▸ **Given exercise**: Recast every line of the entries below as a Markdown table with two columns, Row and Line. Number the rows in order and leave out blank lines.

====

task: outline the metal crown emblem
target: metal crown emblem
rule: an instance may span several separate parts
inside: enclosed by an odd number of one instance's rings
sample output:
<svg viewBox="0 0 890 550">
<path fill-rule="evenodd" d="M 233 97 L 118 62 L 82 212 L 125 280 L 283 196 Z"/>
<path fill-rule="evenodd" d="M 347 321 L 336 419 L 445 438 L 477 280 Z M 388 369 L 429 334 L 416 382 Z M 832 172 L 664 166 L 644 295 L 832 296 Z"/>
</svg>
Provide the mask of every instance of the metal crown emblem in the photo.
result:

====

▸ **Complete output**:
| Row | Line |
|---|---|
| 1 | task: outline the metal crown emblem |
| 2 | target: metal crown emblem |
| 3 | rule: an instance may span several separate parts |
| 4 | inside: enclosed by an odd number of one instance's rings |
| 5 | sample output: |
| 6 | <svg viewBox="0 0 890 550"> |
| 7 | <path fill-rule="evenodd" d="M 233 97 L 118 62 L 82 212 L 125 280 L 283 196 Z"/> |
| 8 | <path fill-rule="evenodd" d="M 347 321 L 336 419 L 445 438 L 477 280 Z M 388 369 L 429 334 L 416 382 Z M 832 172 L 664 166 L 644 295 L 832 296 Z"/> |
| 9 | </svg> |
| 10 | Provide the mask of every instance of the metal crown emblem in the photo. |
| 11 | result: |